Assigned task: Set down each line of the data below exactly as it stands, dropping the pictures.

Image-backed grounding data:
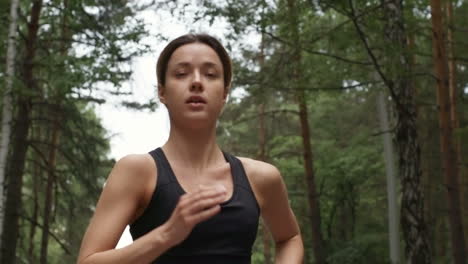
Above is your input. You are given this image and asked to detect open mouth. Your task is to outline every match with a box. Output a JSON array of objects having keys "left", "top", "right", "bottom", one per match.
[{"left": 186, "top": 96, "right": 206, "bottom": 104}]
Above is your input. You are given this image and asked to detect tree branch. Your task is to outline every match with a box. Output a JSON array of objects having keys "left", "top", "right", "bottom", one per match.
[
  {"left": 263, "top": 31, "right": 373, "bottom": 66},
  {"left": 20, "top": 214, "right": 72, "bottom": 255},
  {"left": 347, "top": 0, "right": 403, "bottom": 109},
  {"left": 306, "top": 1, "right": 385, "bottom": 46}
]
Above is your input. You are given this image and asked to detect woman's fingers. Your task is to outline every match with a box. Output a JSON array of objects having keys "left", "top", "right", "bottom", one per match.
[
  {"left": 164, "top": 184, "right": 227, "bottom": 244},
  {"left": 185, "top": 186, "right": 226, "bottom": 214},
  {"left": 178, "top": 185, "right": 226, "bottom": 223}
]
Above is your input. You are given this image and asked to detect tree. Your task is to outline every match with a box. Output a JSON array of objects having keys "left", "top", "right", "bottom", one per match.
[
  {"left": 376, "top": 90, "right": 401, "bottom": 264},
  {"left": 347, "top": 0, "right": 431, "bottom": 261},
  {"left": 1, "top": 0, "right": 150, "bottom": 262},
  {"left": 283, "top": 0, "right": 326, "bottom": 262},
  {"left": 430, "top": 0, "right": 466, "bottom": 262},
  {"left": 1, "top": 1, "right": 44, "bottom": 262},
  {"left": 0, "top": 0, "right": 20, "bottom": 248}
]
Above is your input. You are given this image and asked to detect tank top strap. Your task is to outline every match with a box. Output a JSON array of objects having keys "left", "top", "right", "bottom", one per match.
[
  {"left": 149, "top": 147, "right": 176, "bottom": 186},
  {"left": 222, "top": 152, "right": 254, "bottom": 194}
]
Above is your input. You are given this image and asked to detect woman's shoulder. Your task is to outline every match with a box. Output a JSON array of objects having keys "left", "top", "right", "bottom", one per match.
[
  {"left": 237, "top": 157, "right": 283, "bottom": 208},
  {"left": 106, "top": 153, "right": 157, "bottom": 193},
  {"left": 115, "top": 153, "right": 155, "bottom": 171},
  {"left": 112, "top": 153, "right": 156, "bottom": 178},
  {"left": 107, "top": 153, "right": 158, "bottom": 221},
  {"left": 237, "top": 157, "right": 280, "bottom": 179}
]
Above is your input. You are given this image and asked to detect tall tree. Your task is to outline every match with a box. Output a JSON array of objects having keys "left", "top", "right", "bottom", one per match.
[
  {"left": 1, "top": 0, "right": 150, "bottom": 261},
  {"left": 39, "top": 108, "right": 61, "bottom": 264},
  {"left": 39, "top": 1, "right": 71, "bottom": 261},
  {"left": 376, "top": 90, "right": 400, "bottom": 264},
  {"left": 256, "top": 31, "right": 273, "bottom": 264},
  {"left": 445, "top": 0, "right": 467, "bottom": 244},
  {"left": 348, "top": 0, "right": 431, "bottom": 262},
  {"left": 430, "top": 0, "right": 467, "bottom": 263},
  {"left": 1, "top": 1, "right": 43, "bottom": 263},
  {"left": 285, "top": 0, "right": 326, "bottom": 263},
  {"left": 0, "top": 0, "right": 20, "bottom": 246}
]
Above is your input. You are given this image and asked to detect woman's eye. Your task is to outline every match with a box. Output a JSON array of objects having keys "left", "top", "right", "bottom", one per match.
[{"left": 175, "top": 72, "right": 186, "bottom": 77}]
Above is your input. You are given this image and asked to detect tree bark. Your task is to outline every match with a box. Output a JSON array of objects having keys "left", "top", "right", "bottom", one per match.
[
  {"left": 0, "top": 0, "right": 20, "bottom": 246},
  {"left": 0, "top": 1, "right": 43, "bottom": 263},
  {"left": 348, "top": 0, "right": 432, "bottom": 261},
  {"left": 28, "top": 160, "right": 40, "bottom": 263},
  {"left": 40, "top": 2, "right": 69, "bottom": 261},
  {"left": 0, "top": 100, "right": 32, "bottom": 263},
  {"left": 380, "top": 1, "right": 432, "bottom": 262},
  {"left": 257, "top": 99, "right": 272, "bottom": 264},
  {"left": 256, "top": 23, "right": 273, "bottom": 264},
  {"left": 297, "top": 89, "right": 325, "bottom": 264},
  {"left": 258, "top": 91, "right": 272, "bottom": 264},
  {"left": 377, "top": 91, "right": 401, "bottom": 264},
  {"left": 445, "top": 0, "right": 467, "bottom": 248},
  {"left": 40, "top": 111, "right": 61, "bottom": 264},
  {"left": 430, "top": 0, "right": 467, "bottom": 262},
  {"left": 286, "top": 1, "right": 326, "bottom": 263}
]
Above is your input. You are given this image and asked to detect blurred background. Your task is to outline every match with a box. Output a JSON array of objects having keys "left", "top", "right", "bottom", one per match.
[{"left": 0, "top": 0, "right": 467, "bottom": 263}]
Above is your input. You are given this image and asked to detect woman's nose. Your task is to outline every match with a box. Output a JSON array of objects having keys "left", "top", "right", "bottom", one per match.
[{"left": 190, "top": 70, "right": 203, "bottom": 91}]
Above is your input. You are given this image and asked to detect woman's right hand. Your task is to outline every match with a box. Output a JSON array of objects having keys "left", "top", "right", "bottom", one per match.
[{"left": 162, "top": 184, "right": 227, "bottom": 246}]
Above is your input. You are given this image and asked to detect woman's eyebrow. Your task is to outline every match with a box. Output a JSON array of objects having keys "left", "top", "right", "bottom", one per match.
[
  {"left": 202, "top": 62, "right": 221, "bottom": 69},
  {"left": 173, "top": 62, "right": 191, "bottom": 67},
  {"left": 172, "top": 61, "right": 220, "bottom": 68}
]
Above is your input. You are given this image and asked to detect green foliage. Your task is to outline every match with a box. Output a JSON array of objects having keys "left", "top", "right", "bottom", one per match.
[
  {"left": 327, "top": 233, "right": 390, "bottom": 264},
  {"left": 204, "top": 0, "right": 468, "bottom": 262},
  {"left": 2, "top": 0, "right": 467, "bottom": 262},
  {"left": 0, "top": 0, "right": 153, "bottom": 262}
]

Response area:
Above is your input. You are given this image and asked to detect open mouth. Your task is to outline every match with a box. Output a JSON array of objects having keys "left", "top", "right", "bottom", one per match.
[{"left": 186, "top": 96, "right": 206, "bottom": 104}]
Above is your input. You are given this image and asked to detect tree branch. Your task is to outline every match with a box. Output a JSON array of objects having keys "left", "top", "right", "bottom", one per match.
[
  {"left": 263, "top": 31, "right": 373, "bottom": 66},
  {"left": 20, "top": 214, "right": 72, "bottom": 255},
  {"left": 347, "top": 0, "right": 403, "bottom": 109},
  {"left": 306, "top": 1, "right": 385, "bottom": 46}
]
Above is your input. You are given this image and asked to detect woman's fingers. Your task is to outline every match with a box. Output a JSON array of objects having keys "left", "top", "right", "bottom", one per match.
[
  {"left": 164, "top": 184, "right": 227, "bottom": 244},
  {"left": 185, "top": 186, "right": 226, "bottom": 214},
  {"left": 178, "top": 185, "right": 226, "bottom": 223}
]
Above is your input. You are given this image and asked to detect tree. Your task is to outline every match with a box. Output a JSON array of objects having keys "left", "top", "right", "bottom", one per match.
[
  {"left": 376, "top": 90, "right": 401, "bottom": 264},
  {"left": 347, "top": 0, "right": 431, "bottom": 261},
  {"left": 1, "top": 0, "right": 150, "bottom": 262},
  {"left": 283, "top": 0, "right": 326, "bottom": 262},
  {"left": 430, "top": 0, "right": 466, "bottom": 262},
  {"left": 1, "top": 1, "right": 44, "bottom": 262},
  {"left": 0, "top": 0, "right": 20, "bottom": 248}
]
Above is your input. You are given this image and asked to detect tank top strap. Your task is to outline every match with a box. Output a JSON array of objects having keys "left", "top", "right", "bottom", one per match.
[
  {"left": 149, "top": 147, "right": 176, "bottom": 186},
  {"left": 222, "top": 152, "right": 254, "bottom": 194}
]
Above is your input. You are given this image and asked to detect woman's shoulder. Your task is to outline every match with a box. Output a JSON array of objects having keys "left", "top", "right", "bottom", one per match.
[
  {"left": 237, "top": 157, "right": 283, "bottom": 208},
  {"left": 106, "top": 153, "right": 157, "bottom": 193},
  {"left": 115, "top": 153, "right": 155, "bottom": 171},
  {"left": 112, "top": 153, "right": 156, "bottom": 178},
  {"left": 107, "top": 153, "right": 158, "bottom": 221},
  {"left": 237, "top": 157, "right": 280, "bottom": 179}
]
Above is your input. You are given this image and asked to detect tall tree. Your task is to outline every match with a box. Output a JSON array of objects having keys "left", "top", "right", "bottom", one per match.
[
  {"left": 1, "top": 0, "right": 150, "bottom": 261},
  {"left": 39, "top": 108, "right": 61, "bottom": 264},
  {"left": 39, "top": 1, "right": 71, "bottom": 261},
  {"left": 376, "top": 90, "right": 400, "bottom": 264},
  {"left": 256, "top": 31, "right": 273, "bottom": 264},
  {"left": 445, "top": 0, "right": 467, "bottom": 244},
  {"left": 348, "top": 0, "right": 431, "bottom": 262},
  {"left": 430, "top": 0, "right": 467, "bottom": 263},
  {"left": 1, "top": 1, "right": 43, "bottom": 263},
  {"left": 285, "top": 0, "right": 326, "bottom": 263},
  {"left": 0, "top": 0, "right": 20, "bottom": 246}
]
Above is your input. You are given this image and asked to detect woman's eye. Your task is to outline every match with a box. Output a JSON array of objects having keys "left", "top", "right", "bottom", one per match.
[{"left": 175, "top": 72, "right": 186, "bottom": 77}]
Above is your input. You are given this image and asked to detect tree bark. Your task is to outline every match with a box. Output a JSON array of objects having keys "left", "top", "right", "bottom", one per match.
[
  {"left": 0, "top": 0, "right": 20, "bottom": 246},
  {"left": 0, "top": 1, "right": 43, "bottom": 263},
  {"left": 348, "top": 0, "right": 432, "bottom": 261},
  {"left": 28, "top": 160, "right": 40, "bottom": 263},
  {"left": 40, "top": 2, "right": 69, "bottom": 261},
  {"left": 0, "top": 100, "right": 32, "bottom": 263},
  {"left": 380, "top": 1, "right": 432, "bottom": 262},
  {"left": 257, "top": 99, "right": 272, "bottom": 264},
  {"left": 256, "top": 23, "right": 273, "bottom": 264},
  {"left": 297, "top": 89, "right": 325, "bottom": 264},
  {"left": 258, "top": 91, "right": 272, "bottom": 264},
  {"left": 377, "top": 91, "right": 401, "bottom": 264},
  {"left": 445, "top": 0, "right": 467, "bottom": 248},
  {"left": 40, "top": 111, "right": 61, "bottom": 264},
  {"left": 430, "top": 0, "right": 467, "bottom": 262},
  {"left": 286, "top": 1, "right": 326, "bottom": 263}
]
Above is your input. You are given this image and asked to detect blurred background. Your task is to outline every match with a box. Output a JSON array of objects having keys "left", "top", "right", "bottom", one per match.
[{"left": 0, "top": 0, "right": 467, "bottom": 263}]
Above is your input. You are given this image and asked to detect woman's nose. Your task is to outline every match with a box. Output a JSON array of objects having keys "left", "top", "right", "bottom", one per match.
[{"left": 190, "top": 70, "right": 203, "bottom": 91}]
Above is your input. You are given this image and asked to detect woman's right hand. Your task is to outline every match with a box. Output a JSON array of objects having keys "left", "top", "right", "bottom", one per match.
[{"left": 162, "top": 184, "right": 227, "bottom": 246}]
Above is your input. You are given this image and asked to detect woman's eyebrow. Your task is to outline every match with a box. Output a JSON array of objects having keys "left", "top", "right", "bottom", one per match.
[
  {"left": 202, "top": 62, "right": 221, "bottom": 69},
  {"left": 173, "top": 62, "right": 191, "bottom": 67},
  {"left": 172, "top": 61, "right": 220, "bottom": 68}
]
Above is your input. You are given this image and asked to detect green foliage. Your task is to outline every match with a box. Output a JSON array of objects having keys "left", "top", "right", "bottom", one per match.
[
  {"left": 327, "top": 233, "right": 390, "bottom": 264},
  {"left": 204, "top": 0, "right": 468, "bottom": 262},
  {"left": 2, "top": 0, "right": 467, "bottom": 262},
  {"left": 0, "top": 0, "right": 153, "bottom": 262}
]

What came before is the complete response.